··· Records shown
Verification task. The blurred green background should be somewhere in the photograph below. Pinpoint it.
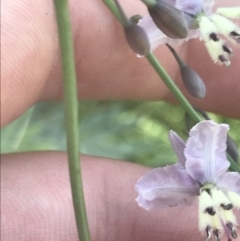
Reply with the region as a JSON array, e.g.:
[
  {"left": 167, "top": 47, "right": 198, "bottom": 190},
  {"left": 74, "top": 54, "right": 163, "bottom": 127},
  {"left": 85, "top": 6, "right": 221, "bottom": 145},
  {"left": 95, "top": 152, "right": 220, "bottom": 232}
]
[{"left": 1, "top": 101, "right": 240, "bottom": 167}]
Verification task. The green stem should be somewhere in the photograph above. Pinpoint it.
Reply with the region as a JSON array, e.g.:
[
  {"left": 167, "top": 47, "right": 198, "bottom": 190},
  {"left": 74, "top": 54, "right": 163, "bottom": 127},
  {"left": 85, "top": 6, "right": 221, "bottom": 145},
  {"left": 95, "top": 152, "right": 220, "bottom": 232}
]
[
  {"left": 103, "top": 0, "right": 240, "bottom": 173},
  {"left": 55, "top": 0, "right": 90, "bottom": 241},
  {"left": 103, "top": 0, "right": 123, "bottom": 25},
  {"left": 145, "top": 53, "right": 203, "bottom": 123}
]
······
··· Records shown
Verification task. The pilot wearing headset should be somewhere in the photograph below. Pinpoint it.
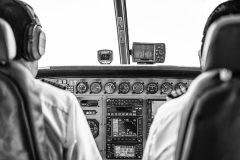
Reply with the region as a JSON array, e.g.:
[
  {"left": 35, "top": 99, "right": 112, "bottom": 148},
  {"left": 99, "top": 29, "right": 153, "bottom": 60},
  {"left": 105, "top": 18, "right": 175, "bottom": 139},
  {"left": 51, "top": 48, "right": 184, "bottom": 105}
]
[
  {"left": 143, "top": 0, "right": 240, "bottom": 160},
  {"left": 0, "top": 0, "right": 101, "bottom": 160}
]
······
Find every line in the records above that contains the string "somewhere", matching case exactly, and copy each one out in full.

The response —
Verification task. The blurred green background should be somewhere in the photograph below. Pinpoint it.
Verification task. The green stem should be somewhere in the photograph above. Pinpoint it.
Verification task. The pilot wearing headset should be somewhere in the photograph below. Pinpoint it.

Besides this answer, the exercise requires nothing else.